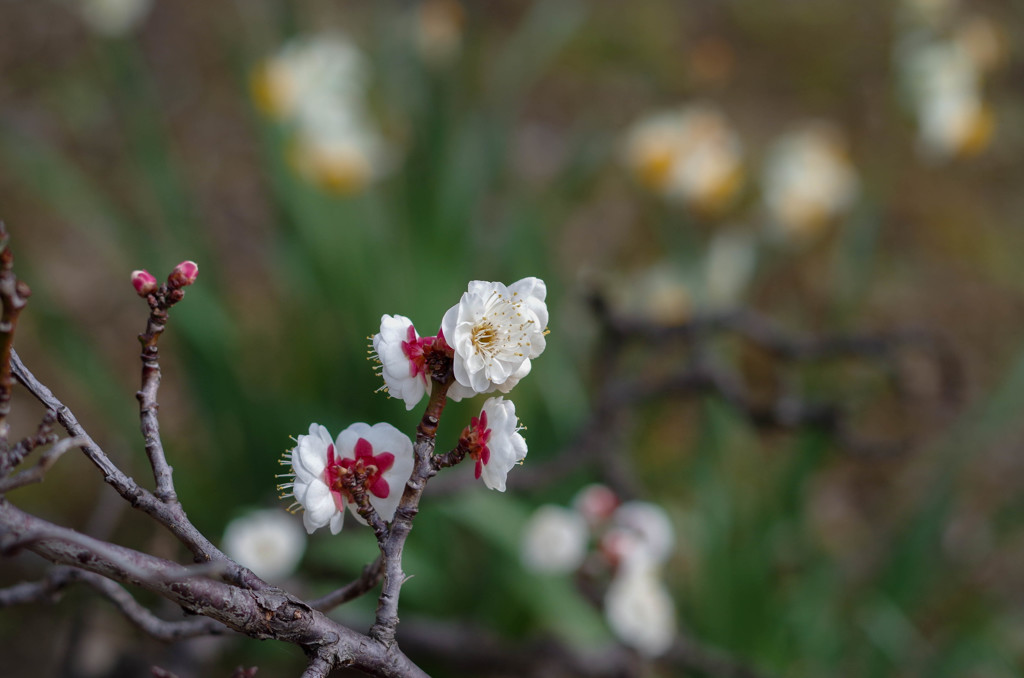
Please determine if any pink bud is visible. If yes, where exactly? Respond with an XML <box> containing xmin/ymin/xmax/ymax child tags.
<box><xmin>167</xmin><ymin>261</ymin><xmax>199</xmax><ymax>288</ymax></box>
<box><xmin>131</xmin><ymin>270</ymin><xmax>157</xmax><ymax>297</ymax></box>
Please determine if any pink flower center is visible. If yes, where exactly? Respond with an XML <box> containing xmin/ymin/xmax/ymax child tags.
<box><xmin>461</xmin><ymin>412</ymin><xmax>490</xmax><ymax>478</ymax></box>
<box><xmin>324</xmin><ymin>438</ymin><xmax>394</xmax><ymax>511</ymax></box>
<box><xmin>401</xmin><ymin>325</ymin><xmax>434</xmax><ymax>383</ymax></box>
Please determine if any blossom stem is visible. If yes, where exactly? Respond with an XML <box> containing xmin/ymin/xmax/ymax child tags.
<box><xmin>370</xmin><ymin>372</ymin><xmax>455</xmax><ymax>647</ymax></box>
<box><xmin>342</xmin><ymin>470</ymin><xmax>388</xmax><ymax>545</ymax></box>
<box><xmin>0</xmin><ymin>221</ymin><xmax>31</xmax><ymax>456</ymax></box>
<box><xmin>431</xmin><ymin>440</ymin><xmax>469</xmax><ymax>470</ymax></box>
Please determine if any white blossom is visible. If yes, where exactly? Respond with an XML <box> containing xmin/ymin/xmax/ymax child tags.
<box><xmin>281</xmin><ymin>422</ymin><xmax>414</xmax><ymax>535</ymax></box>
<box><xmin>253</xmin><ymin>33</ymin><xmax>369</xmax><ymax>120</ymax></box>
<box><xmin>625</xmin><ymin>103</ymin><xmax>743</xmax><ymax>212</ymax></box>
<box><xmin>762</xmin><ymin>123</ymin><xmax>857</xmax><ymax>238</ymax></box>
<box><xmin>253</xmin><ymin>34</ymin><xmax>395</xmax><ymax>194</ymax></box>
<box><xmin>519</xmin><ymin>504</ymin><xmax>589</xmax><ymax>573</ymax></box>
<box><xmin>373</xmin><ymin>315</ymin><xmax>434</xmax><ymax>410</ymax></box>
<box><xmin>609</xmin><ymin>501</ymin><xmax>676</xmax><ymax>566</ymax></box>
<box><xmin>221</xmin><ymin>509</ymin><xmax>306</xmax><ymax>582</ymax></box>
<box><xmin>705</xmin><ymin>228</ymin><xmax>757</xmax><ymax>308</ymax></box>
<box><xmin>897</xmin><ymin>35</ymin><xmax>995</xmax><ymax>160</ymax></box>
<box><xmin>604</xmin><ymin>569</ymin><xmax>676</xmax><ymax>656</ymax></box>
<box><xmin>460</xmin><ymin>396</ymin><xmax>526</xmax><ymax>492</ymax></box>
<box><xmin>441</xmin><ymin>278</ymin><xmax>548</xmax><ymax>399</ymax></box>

====

[Exercise aim] Offset every bounding-box coordinate by 37 in the data from the line containing "Please determine if any white" up to and including the last line of the data. Reproduce each of those lines in full, leaving all other text unchanged.

[Correct output]
Please determine if any white blossom is visible. If yes, where exactly? Respond with an XML <box> containing xmin/ymin/xmax/ymax child tags.
<box><xmin>318</xmin><ymin>459</ymin><xmax>451</xmax><ymax>572</ymax></box>
<box><xmin>290</xmin><ymin>70</ymin><xmax>406</xmax><ymax>157</ymax></box>
<box><xmin>662</xmin><ymin>140</ymin><xmax>780</xmax><ymax>249</ymax></box>
<box><xmin>799</xmin><ymin>160</ymin><xmax>894</xmax><ymax>275</ymax></box>
<box><xmin>290</xmin><ymin>71</ymin><xmax>432</xmax><ymax>231</ymax></box>
<box><xmin>556</xmin><ymin>541</ymin><xmax>626</xmax><ymax>610</ymax></box>
<box><xmin>410</xmin><ymin>352</ymin><xmax>471</xmax><ymax>447</ymax></box>
<box><xmin>646</xmin><ymin>538</ymin><xmax>713</xmax><ymax>603</ymax></box>
<box><xmin>258</xmin><ymin>546</ymin><xmax>343</xmax><ymax>619</ymax></box>
<box><xmin>742</xmin><ymin>265</ymin><xmax>794</xmax><ymax>345</ymax></box>
<box><xmin>934</xmin><ymin>72</ymin><xmax>1032</xmax><ymax>197</ymax></box>
<box><xmin>641</xmin><ymin>606</ymin><xmax>713</xmax><ymax>693</ymax></box>
<box><xmin>497</xmin><ymin>433</ymin><xmax>563</xmax><ymax>529</ymax></box>
<box><xmin>478</xmin><ymin>315</ymin><xmax>585</xmax><ymax>436</ymax></box>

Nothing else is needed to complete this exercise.